• _Work required_
Copy out everything from the line containing "Reviewer note: see that each instance of the van" down to the end of the listing, requests included. Increase each x and y coordinate in the answers by 12.

━━━ Data ━━━

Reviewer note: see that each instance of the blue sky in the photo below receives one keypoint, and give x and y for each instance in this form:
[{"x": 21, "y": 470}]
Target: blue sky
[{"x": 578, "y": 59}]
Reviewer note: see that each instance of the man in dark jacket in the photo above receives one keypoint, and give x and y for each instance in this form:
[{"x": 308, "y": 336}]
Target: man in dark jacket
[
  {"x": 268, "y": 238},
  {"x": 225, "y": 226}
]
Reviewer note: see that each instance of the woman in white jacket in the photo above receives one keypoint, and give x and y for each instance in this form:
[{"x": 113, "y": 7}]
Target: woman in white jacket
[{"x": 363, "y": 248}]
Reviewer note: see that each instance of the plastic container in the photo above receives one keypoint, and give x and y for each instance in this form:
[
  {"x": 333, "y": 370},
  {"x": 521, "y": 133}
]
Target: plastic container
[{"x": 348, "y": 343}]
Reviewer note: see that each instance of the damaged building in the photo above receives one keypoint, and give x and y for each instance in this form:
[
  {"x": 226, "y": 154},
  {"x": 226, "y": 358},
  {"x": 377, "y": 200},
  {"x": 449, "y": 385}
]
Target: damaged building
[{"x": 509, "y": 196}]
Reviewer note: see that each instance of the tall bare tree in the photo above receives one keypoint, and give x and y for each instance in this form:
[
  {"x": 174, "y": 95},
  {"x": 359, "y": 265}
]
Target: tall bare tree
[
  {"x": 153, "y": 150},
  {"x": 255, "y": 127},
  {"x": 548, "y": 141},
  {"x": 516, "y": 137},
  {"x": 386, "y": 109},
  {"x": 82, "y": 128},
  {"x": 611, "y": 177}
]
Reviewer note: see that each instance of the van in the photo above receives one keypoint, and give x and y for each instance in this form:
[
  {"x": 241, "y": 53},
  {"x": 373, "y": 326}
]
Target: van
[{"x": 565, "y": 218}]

━━━

• _Answer below_
Reviewer note: see that each instance of the van in the photo above receives one keypoint, and give x and y for each instance in this form:
[
  {"x": 241, "y": 53},
  {"x": 373, "y": 326}
]
Target: van
[{"x": 577, "y": 230}]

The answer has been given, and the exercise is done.